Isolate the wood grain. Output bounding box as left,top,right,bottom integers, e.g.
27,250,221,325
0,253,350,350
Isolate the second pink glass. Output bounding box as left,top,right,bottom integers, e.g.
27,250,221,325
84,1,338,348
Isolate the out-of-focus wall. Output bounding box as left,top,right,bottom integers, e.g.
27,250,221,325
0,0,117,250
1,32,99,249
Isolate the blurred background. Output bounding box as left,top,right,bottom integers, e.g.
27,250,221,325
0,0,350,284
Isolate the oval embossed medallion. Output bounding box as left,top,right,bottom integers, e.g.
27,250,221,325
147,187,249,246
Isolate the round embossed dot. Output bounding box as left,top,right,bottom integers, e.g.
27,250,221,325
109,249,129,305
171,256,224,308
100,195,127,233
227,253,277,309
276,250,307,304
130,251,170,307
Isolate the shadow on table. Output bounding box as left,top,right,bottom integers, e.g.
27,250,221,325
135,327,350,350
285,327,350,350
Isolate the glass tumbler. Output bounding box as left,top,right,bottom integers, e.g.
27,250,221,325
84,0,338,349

- [The problem] Can you turn every item above into a numbered list, leaving out any blank lines?

- [Task result]
1. Isolate the wood grain. Output bounding box as left,top,right,bottom integers, e.g.
2. 27,250,221,325
3. 0,253,350,350
4. Isolate the second pink glass. Output bounding box as left,top,right,bottom integers, e.g.
5. 27,250,221,325
6. 84,1,338,348
7. Isolate the out-of-focus wall. Output bounding box as left,top,right,bottom integers, e.g.
8. 27,250,221,325
9. 0,0,117,250
10. 1,32,99,249
11. Isolate the blurred background. Output bounding box as left,top,right,bottom integers, e.g.
12. 27,250,221,325
13. 0,0,350,284
14. Isolate the oval embossed medallion. Output bounding box as left,top,right,bottom integers, e.g.
15. 27,250,221,325
16. 147,187,249,246
17. Isolate the round embossed dot. Output bounding box as left,top,right,bottom integers, e.g.
18. 27,250,221,325
19. 109,249,129,305
20. 171,256,224,308
21. 100,195,127,233
22. 227,253,277,309
23. 276,250,307,304
24. 130,251,170,307
25. Isolate the shadow on table. Output bounding box as left,top,right,bottom integers, e.g.
26. 27,250,221,325
27. 135,327,350,350
28. 285,327,350,350
29. Isolate the glass tumbler. Output bounding box as left,top,right,bottom integers, e.g.
30. 27,250,221,325
31. 84,0,338,349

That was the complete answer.